* OBJECTIVE:
Locate each line of the data below that contains the string "person", and copy those lines in full.

* DATA TO PROCESS:

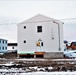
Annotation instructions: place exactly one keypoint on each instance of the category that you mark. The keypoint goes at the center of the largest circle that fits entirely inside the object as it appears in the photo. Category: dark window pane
(24, 27)
(41, 43)
(6, 42)
(39, 28)
(3, 41)
(6, 48)
(24, 41)
(3, 48)
(12, 47)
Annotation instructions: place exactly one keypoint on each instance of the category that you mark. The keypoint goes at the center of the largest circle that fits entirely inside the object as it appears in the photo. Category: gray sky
(15, 11)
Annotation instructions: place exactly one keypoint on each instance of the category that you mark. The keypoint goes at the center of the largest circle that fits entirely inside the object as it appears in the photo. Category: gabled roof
(12, 44)
(39, 18)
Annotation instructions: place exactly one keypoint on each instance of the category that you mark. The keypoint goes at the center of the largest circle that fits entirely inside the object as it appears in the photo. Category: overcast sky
(15, 11)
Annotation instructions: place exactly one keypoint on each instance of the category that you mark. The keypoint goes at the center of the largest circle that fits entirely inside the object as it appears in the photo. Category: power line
(37, 21)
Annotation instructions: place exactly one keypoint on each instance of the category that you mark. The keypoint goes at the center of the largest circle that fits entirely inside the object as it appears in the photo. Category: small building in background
(40, 36)
(71, 46)
(3, 45)
(12, 46)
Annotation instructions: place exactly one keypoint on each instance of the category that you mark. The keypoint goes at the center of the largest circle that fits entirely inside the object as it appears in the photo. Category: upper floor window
(39, 28)
(24, 41)
(24, 27)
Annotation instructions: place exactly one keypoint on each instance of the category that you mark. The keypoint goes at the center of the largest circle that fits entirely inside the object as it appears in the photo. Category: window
(12, 47)
(3, 41)
(3, 48)
(6, 48)
(24, 27)
(39, 28)
(41, 43)
(24, 41)
(6, 42)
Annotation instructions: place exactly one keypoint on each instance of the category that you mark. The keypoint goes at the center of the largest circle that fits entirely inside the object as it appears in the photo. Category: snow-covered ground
(41, 73)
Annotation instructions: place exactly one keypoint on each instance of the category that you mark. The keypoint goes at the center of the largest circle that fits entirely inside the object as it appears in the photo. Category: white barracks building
(40, 37)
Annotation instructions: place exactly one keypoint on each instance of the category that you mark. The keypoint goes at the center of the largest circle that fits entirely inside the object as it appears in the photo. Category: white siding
(31, 36)
(11, 47)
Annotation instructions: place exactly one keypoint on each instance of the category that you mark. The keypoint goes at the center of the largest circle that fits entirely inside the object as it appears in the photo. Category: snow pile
(49, 73)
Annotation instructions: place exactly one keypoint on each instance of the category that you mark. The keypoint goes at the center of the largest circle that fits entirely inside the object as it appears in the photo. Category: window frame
(39, 29)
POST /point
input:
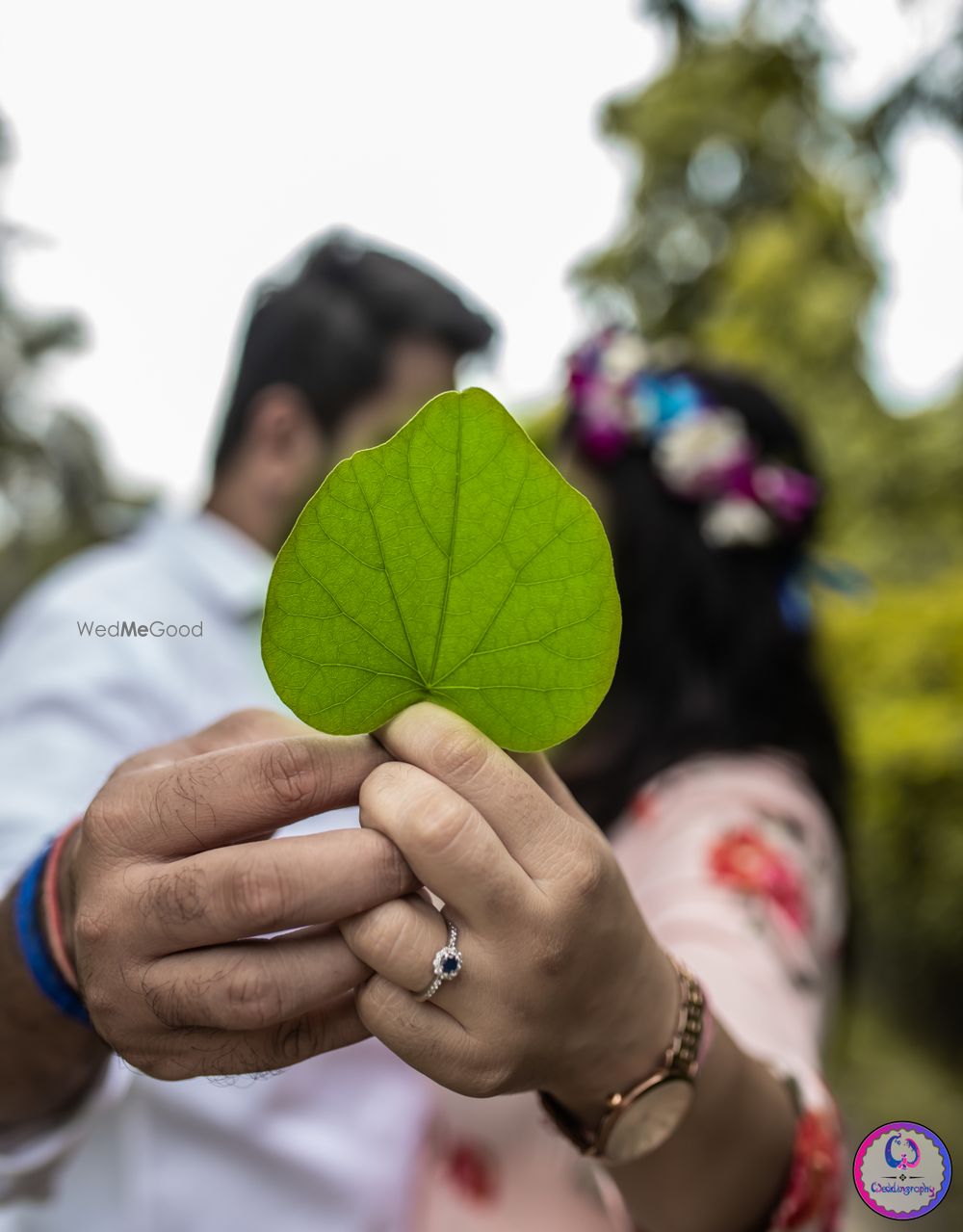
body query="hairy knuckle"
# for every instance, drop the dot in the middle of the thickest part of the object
(92, 928)
(296, 1040)
(256, 896)
(102, 817)
(251, 999)
(288, 771)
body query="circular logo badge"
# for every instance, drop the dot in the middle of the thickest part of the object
(901, 1170)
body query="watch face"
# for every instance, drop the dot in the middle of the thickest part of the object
(648, 1122)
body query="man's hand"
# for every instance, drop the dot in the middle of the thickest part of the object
(169, 882)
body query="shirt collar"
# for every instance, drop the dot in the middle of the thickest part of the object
(221, 562)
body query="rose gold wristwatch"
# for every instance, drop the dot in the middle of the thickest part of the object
(640, 1118)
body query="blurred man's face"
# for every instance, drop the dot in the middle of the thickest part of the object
(416, 372)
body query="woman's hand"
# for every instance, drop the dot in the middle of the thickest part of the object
(563, 987)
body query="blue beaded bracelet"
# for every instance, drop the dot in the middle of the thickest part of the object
(35, 949)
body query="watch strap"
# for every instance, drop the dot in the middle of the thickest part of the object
(683, 1060)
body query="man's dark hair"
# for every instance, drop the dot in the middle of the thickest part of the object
(329, 330)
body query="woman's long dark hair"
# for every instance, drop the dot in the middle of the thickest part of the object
(708, 661)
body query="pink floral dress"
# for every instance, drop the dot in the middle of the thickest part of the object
(738, 870)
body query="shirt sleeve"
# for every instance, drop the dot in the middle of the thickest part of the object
(67, 715)
(738, 869)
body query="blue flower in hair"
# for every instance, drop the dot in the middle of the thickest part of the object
(661, 401)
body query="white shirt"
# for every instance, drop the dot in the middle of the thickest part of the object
(326, 1144)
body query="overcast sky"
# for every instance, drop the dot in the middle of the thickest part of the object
(170, 154)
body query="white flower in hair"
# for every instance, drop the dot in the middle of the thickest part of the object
(696, 447)
(737, 521)
(623, 357)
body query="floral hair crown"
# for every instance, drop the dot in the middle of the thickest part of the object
(702, 453)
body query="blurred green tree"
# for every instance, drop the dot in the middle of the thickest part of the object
(54, 493)
(746, 242)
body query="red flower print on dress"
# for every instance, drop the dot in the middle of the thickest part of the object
(813, 1197)
(472, 1169)
(643, 806)
(745, 861)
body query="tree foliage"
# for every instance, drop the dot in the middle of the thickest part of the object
(746, 243)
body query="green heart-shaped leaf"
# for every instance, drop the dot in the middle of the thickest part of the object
(451, 564)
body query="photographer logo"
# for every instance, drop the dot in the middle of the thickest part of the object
(901, 1170)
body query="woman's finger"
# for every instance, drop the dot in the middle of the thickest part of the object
(431, 1042)
(537, 767)
(252, 984)
(531, 826)
(446, 842)
(399, 940)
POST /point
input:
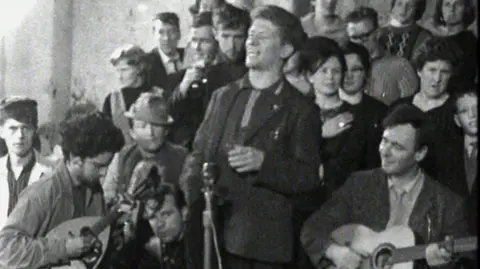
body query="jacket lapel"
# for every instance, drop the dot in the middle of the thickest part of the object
(157, 61)
(219, 118)
(271, 107)
(422, 217)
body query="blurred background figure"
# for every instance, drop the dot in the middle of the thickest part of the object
(166, 58)
(391, 77)
(323, 21)
(402, 36)
(131, 65)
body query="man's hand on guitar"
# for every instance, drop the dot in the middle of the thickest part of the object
(343, 257)
(437, 254)
(76, 246)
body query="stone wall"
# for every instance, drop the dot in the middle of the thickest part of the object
(61, 47)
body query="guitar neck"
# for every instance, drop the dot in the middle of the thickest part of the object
(418, 252)
(104, 222)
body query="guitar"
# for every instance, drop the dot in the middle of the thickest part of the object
(99, 227)
(393, 248)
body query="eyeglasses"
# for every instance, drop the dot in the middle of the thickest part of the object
(361, 37)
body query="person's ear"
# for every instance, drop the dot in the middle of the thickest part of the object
(286, 51)
(184, 213)
(457, 120)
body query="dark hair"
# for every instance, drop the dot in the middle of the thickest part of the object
(405, 113)
(89, 135)
(317, 51)
(231, 17)
(290, 27)
(80, 109)
(420, 6)
(437, 49)
(361, 52)
(165, 189)
(470, 90)
(24, 111)
(363, 13)
(468, 13)
(202, 19)
(168, 18)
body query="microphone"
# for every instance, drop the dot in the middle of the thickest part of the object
(200, 64)
(210, 174)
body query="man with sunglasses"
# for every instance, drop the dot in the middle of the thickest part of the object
(73, 190)
(391, 76)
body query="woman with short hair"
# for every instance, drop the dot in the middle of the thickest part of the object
(131, 65)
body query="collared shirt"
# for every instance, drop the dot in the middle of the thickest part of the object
(469, 142)
(411, 190)
(81, 195)
(243, 108)
(172, 63)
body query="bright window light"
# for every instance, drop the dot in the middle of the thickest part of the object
(12, 13)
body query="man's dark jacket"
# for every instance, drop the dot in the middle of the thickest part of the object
(257, 214)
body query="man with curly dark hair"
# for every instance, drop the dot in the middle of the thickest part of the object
(73, 190)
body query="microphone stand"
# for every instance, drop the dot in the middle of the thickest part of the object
(209, 177)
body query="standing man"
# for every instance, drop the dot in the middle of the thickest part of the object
(231, 31)
(264, 137)
(323, 21)
(399, 193)
(73, 190)
(192, 88)
(166, 58)
(402, 36)
(391, 77)
(22, 165)
(149, 126)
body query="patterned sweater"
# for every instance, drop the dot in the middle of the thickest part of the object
(403, 41)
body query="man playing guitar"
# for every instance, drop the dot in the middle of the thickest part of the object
(398, 194)
(73, 190)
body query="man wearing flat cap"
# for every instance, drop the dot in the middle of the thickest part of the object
(21, 165)
(149, 125)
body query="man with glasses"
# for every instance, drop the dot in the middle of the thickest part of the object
(391, 77)
(73, 190)
(166, 58)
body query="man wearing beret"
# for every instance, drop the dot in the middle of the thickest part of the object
(21, 165)
(72, 190)
(149, 126)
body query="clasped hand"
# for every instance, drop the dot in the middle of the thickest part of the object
(245, 159)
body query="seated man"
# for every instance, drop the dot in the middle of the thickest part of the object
(163, 238)
(22, 165)
(398, 193)
(149, 126)
(73, 190)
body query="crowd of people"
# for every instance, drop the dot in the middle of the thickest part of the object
(312, 124)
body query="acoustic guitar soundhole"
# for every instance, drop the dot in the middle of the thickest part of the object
(381, 256)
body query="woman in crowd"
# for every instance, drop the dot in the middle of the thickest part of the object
(435, 66)
(451, 21)
(131, 65)
(367, 110)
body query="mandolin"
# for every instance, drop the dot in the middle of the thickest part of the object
(393, 248)
(99, 227)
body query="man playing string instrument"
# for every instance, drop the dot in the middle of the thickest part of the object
(73, 190)
(399, 193)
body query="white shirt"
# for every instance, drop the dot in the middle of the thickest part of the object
(412, 191)
(169, 62)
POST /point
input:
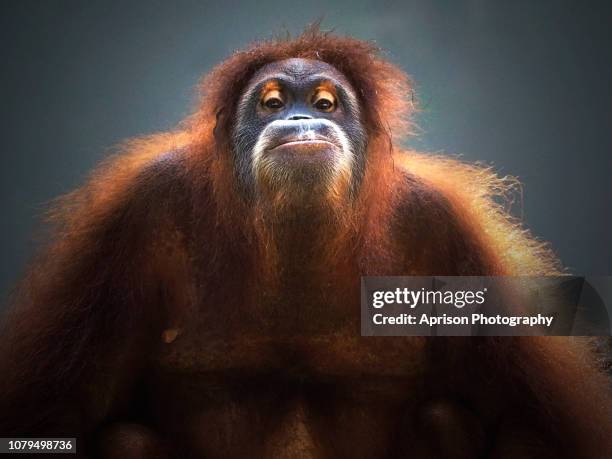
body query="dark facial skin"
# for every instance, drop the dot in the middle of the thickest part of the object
(298, 127)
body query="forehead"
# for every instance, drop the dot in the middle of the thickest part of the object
(298, 70)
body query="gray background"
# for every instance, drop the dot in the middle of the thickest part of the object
(523, 85)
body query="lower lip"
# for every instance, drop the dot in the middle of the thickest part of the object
(305, 143)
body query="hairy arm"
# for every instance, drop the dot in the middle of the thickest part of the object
(534, 396)
(79, 331)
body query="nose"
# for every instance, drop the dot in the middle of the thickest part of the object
(299, 116)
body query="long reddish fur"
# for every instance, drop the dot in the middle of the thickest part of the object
(55, 325)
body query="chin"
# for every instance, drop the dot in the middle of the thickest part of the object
(307, 174)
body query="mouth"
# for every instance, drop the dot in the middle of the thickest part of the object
(304, 143)
(311, 143)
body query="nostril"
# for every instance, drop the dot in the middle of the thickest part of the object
(300, 117)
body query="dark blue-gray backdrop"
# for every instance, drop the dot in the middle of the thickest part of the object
(523, 85)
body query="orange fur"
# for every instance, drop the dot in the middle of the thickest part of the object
(162, 219)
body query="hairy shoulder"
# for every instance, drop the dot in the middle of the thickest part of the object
(471, 202)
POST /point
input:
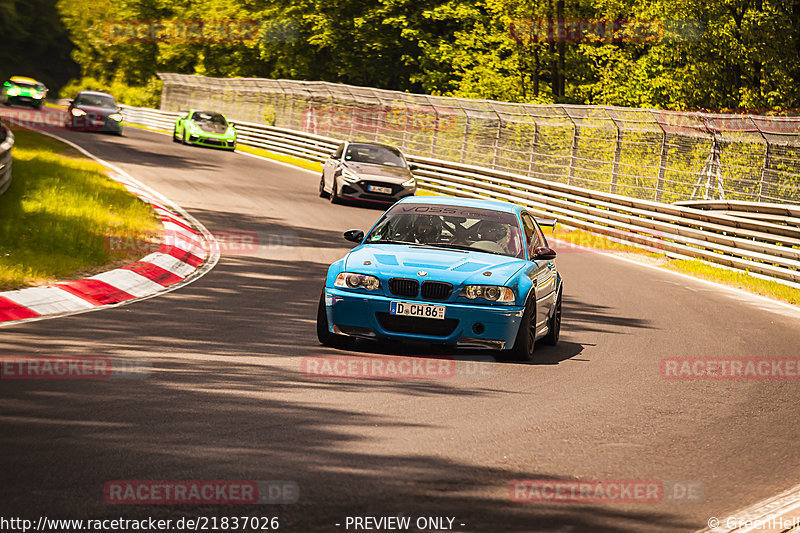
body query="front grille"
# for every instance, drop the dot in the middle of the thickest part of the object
(404, 287)
(365, 185)
(436, 290)
(416, 325)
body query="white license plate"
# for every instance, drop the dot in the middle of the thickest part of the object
(419, 310)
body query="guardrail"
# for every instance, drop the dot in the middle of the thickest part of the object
(763, 248)
(6, 144)
(777, 213)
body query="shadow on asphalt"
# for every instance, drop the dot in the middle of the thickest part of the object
(216, 347)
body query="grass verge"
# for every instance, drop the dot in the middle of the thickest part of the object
(61, 216)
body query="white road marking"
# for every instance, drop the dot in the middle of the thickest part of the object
(169, 263)
(129, 281)
(48, 300)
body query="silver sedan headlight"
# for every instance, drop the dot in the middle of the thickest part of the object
(349, 177)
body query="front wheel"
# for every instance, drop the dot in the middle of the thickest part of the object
(323, 333)
(554, 324)
(322, 193)
(526, 335)
(334, 196)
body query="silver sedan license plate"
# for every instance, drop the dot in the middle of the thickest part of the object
(381, 190)
(418, 310)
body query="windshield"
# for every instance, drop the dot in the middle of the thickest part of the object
(215, 118)
(464, 228)
(96, 100)
(374, 154)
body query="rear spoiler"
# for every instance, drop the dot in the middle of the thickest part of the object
(550, 222)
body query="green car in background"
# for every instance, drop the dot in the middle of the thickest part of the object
(23, 91)
(205, 128)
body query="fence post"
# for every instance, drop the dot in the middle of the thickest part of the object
(464, 142)
(662, 167)
(534, 144)
(617, 152)
(574, 153)
(496, 148)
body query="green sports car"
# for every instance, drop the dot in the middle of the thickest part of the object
(23, 91)
(205, 128)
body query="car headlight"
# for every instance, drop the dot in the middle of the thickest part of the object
(493, 293)
(350, 280)
(349, 177)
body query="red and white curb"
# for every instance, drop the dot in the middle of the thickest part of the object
(188, 251)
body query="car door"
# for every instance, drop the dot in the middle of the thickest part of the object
(551, 278)
(330, 165)
(539, 274)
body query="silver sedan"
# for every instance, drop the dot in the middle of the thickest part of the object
(367, 172)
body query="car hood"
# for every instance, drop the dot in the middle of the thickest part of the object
(453, 266)
(211, 127)
(381, 172)
(101, 111)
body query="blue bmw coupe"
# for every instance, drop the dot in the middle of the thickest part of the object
(464, 272)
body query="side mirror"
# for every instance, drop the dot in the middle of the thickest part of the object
(544, 253)
(354, 235)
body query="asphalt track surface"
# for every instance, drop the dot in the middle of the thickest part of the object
(227, 398)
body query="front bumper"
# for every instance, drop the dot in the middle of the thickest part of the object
(360, 190)
(25, 100)
(212, 141)
(94, 124)
(465, 325)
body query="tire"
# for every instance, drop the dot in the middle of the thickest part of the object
(325, 337)
(322, 193)
(554, 324)
(526, 335)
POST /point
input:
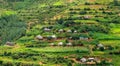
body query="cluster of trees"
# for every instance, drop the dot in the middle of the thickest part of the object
(11, 28)
(116, 2)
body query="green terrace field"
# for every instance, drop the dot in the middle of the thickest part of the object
(59, 33)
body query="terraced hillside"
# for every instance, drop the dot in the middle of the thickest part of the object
(62, 33)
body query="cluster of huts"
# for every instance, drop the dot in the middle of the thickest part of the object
(93, 60)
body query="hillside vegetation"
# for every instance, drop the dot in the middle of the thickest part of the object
(59, 32)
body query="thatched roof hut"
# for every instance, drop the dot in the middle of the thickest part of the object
(39, 37)
(10, 43)
(60, 43)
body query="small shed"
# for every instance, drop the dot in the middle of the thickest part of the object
(10, 43)
(47, 29)
(69, 31)
(54, 36)
(39, 37)
(60, 43)
(61, 30)
(100, 45)
(69, 44)
(83, 60)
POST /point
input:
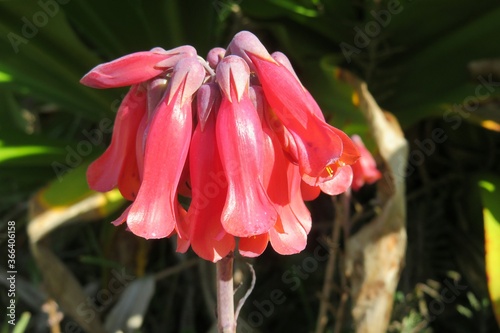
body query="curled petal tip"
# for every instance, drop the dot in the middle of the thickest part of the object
(245, 43)
(188, 75)
(233, 75)
(207, 98)
(215, 55)
(172, 57)
(125, 71)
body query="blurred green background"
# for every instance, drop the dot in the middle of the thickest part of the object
(433, 64)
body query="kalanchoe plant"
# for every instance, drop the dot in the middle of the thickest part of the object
(237, 133)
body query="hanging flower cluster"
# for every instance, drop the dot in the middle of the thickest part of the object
(237, 133)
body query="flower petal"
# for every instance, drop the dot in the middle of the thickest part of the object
(131, 69)
(117, 166)
(215, 55)
(208, 238)
(288, 236)
(207, 99)
(248, 210)
(153, 213)
(340, 182)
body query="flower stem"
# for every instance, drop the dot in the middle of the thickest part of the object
(225, 299)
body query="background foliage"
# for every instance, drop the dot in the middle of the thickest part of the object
(434, 64)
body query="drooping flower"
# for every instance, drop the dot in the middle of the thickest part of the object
(238, 134)
(365, 169)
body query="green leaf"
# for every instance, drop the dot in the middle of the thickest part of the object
(490, 186)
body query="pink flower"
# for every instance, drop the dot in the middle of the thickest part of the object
(365, 169)
(238, 134)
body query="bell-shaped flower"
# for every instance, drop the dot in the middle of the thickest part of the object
(318, 144)
(365, 169)
(117, 167)
(154, 212)
(248, 210)
(136, 67)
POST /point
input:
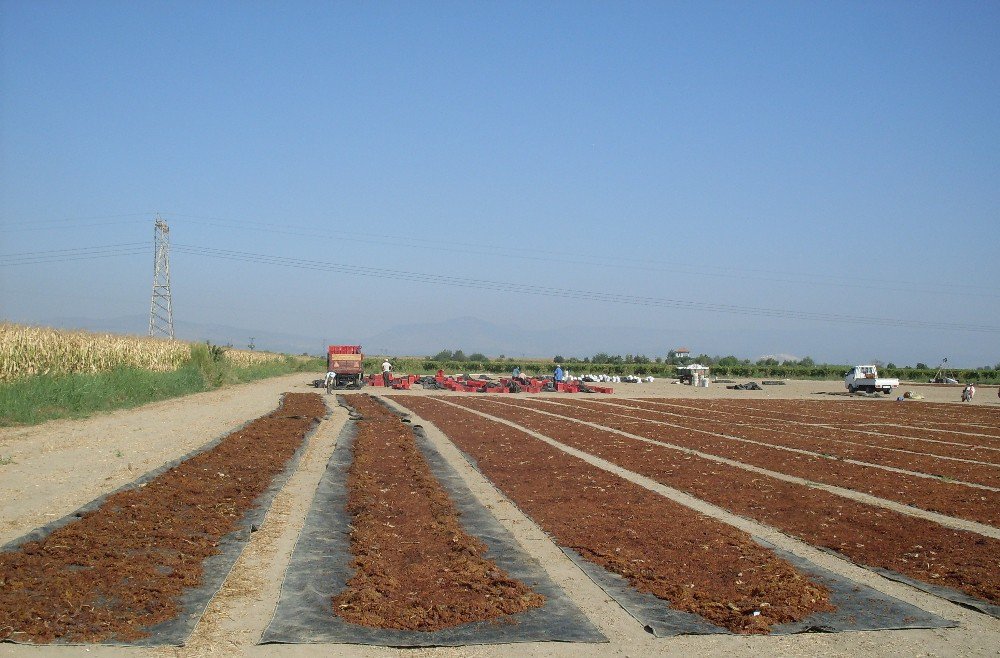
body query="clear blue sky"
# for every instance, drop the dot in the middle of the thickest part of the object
(826, 160)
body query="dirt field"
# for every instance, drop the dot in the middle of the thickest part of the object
(59, 466)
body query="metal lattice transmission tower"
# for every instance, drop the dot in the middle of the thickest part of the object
(161, 308)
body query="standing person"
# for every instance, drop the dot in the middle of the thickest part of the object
(386, 369)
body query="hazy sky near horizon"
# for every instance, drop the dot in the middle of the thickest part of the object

* CORRECT RESULT:
body query="person's ear"
body query="standing person"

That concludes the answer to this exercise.